▶ Exercise description
Look through the records below and collect all lines that hold the string "target".

____ Dataset excerpts

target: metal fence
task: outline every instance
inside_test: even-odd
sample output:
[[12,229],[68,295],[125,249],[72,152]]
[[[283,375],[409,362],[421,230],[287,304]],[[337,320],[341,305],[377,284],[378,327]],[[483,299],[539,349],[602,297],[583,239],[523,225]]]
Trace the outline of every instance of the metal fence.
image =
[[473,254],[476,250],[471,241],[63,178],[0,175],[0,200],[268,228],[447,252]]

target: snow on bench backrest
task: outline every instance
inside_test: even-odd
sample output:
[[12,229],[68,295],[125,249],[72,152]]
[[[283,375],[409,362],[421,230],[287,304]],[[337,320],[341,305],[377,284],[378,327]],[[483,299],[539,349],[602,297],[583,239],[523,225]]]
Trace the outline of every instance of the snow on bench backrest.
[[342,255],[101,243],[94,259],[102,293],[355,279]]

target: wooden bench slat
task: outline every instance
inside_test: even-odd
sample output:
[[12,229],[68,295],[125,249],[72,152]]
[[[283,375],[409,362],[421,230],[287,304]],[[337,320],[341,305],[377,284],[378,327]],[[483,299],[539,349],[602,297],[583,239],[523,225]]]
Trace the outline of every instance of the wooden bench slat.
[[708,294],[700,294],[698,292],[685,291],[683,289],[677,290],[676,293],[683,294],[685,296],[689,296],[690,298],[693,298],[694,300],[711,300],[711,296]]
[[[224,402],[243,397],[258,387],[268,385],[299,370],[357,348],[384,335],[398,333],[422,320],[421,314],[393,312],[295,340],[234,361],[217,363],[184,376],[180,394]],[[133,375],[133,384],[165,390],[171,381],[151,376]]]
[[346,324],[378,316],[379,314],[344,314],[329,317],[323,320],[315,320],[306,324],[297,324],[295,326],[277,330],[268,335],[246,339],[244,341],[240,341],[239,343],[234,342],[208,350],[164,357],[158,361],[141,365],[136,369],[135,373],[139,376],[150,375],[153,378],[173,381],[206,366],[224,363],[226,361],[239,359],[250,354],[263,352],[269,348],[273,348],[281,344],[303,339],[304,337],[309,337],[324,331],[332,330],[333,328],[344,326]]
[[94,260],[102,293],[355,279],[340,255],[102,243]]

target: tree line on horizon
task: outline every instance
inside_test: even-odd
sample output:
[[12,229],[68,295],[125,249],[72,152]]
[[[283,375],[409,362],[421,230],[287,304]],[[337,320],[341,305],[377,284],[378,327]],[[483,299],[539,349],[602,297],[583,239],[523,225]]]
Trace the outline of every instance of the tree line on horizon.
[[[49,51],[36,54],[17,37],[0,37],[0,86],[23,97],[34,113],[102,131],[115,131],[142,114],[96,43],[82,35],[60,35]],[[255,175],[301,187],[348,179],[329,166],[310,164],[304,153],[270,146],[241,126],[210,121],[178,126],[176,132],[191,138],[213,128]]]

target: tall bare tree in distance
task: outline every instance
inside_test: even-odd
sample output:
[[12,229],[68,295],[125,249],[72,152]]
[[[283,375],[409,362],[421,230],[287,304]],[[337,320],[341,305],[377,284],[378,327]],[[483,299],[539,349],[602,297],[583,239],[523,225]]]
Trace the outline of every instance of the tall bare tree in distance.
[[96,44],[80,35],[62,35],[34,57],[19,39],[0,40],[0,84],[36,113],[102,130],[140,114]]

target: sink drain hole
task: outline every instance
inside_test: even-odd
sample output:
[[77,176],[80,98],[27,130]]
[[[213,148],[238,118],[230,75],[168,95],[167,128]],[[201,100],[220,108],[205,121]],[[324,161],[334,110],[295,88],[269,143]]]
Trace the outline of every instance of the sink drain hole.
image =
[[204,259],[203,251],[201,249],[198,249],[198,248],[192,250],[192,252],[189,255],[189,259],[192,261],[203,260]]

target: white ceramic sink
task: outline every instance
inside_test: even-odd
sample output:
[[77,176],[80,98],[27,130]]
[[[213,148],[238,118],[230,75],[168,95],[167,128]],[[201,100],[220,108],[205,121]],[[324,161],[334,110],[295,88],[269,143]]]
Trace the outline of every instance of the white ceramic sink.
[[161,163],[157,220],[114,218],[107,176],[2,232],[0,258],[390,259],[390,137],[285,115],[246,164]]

________

▶ Answer section
target: metal fence
target: snow on bench backrest
target: wooden bench slat
target: tree line on horizon
target: tall bare tree in distance
target: sink drain hole
target: white ceramic sink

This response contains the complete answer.